**What you have to do**
Only one stretch of the data below is needed: the line with "# a mask with" through the last line. Output it exactly and drop the pictures.

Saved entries

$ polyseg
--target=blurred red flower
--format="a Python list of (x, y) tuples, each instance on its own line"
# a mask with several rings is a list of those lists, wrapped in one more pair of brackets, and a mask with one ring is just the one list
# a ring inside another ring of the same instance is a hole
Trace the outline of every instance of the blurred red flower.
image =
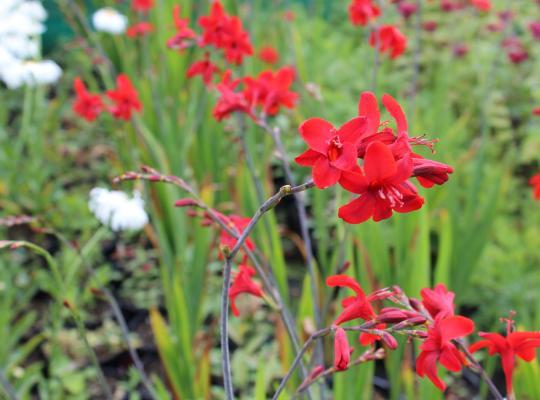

**Reply**
# a mask with several rings is a list of those lists, wrapped in one more pair of brackets, and a mask with one ring is just the one list
# a ring inside another ring of the same instance is a hole
Trace the outline of every instance of the blurred red flower.
image =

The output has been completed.